# EXTRACTO DE PÁGINA
-------

Precio único para los libros mexicanos
Por estos días dos sucesos han marcado cambios en el panorama del libro en México. Uno es la inauguración, el 25 de abril, de la librería Rosario Castellanos en los predios donde estuvo un legendario cine de la ciudad de México, el cine Lido. Además de sus grandísimas dimensiones, tiene los anexos habituales de toda librería de buen tamaño: sala de cine y de usos múltiples, sala infantil y juvenil, sección de venta de discos y películas, sección de exposiciones temporales y la infaltable cafetería. El conjunto pertenece al Fondo de Cultura Económica. No voy a detenerme aquí ahora, porque si como colaborador del FCE he sufrido durante varios años los inconvenientes que trajo la construcción de un proyecto tan caro, como lector aún no he visitado el sitio, y es fácil adivinar que quien se asome se sentirá maravillado. En cambio, haré un comentario sobre una nueva ley.
El 26 de abril, la Cámara de Diputados de México aprobó una Ley de Fomento de la Lectura y el Libro. Del conjunto de la ley, lo que causó una polémica sorda y constante durante varios meses fue la institución del sistema de precio único.

-------

# ÍTEMS PROPORCIONADOS
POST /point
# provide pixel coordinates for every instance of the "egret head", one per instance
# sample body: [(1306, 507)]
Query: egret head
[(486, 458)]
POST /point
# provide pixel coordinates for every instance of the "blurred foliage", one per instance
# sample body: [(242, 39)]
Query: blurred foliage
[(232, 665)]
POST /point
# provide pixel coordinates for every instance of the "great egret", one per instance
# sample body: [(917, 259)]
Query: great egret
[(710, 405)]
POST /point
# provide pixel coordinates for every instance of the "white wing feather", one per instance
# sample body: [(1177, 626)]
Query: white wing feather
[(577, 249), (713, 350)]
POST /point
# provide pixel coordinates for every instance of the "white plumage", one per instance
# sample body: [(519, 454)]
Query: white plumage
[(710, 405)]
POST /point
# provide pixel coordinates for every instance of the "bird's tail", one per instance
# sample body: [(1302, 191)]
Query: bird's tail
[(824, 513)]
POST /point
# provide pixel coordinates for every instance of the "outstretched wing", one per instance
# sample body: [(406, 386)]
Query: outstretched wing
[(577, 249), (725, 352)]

-------

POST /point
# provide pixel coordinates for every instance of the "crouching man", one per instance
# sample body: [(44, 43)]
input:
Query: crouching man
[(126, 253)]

-------

# DESCRIPCIÓN DE TAREA
Según el extracto sobre el precio único del libro, ¿qué día aprobó la Cámara de Diputados de México la Ley de Fomento de la Lectura y el Libro?

# RESPUESTA DE TAREA
El 26 de abril.